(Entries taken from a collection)
=== Section Start ===
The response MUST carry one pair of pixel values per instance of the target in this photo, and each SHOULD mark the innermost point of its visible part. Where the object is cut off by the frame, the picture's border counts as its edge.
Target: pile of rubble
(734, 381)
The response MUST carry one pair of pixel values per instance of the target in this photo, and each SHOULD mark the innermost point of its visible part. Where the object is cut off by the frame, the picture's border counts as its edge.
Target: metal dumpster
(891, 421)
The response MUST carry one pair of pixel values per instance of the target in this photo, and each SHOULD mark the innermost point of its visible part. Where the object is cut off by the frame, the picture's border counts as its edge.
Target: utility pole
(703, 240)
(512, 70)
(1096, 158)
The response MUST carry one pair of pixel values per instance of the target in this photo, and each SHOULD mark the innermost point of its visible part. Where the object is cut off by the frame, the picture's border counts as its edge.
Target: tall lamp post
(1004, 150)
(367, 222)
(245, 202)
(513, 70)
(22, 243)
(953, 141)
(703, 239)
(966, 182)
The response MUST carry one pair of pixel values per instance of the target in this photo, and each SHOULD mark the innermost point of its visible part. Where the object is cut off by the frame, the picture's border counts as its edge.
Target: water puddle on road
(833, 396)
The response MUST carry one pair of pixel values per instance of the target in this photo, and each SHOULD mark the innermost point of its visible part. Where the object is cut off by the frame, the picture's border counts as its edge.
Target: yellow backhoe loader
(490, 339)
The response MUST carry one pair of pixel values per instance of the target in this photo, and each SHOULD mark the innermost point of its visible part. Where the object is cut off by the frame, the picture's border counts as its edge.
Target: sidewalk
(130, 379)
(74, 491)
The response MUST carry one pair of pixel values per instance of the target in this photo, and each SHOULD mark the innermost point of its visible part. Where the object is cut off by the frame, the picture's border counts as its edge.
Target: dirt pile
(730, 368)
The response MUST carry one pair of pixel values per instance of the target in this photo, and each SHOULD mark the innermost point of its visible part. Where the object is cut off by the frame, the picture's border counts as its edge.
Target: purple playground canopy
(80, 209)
=== Section End ===
What is needed is an exact copy of every record above.

RESULT →
The response MUST carry one pair of pixel values per instance of the target in this photo, and each SHOULD mark the innermost point of its visible part. Where the object is cut off by the frame, the picture's border counts as its edge.
Target: pile of rubble
(734, 381)
The response MUST carry one pair of pixel values per instance of the target in this photo, and each SHOULD mark the innermost point of its visible part. Where the object is cut off by the frame, the picture's border counts as its edge.
Target: metal dumpster
(891, 421)
The response MUST carry one pair of pixel values per instance of the target in this photo, and each SHOULD mark the innermost point of its visible part. Where the object is cut off by the frame, the picture's border counts as its edge.
Target: utility pole
(703, 240)
(512, 70)
(1096, 158)
The response MUST carry one pair of pixel values per instance of the target in this photo, and each SHOULD mark the innermost point of its visible part. Where the object is cut off by the frame, the picture's border counts as its edge.
Target: tall lamp post
(1004, 150)
(367, 222)
(245, 202)
(513, 70)
(22, 243)
(953, 141)
(703, 239)
(966, 182)
The response MUST carry one pair of pixel values per instance of the target in this photo, and each SHOULD mark the innermost point of its visible part. Where the object is cut off by the frame, the picture's border counts as its edge.
Target: water puddle on road
(833, 396)
The response MUST carry one pair of pixel values per instance of the target in this photo, and each SHOULD mark the innermost point of its visible part. Where the object is cut off by the frame, the picture's border counts as its edge.
Target: yellow backhoe loader
(490, 339)
The response MUST carry one pair of pixel values per instance of the target in this photo, and each SHOULD mark the innermost point of its visible part. Where the object is cut off by the frame, the picture's border counts as its edge.
Target: sidewalk
(130, 379)
(74, 491)
The response MUST carry one pair of pixel values per instance of the target in this photo, and each SHOULD mark the innermost point of its visible part. Where the object is cut off by the frame, the picture's border counts as its edge.
Target: dirt pile
(730, 368)
The response MUST carry one pair of pixel values per instance of the target in this photo, and each SHOULD mark the innermost point of its visible part. Where the object is cut off by the frame, the picture's border counts as its edge.
Target: purple playground canopy
(80, 209)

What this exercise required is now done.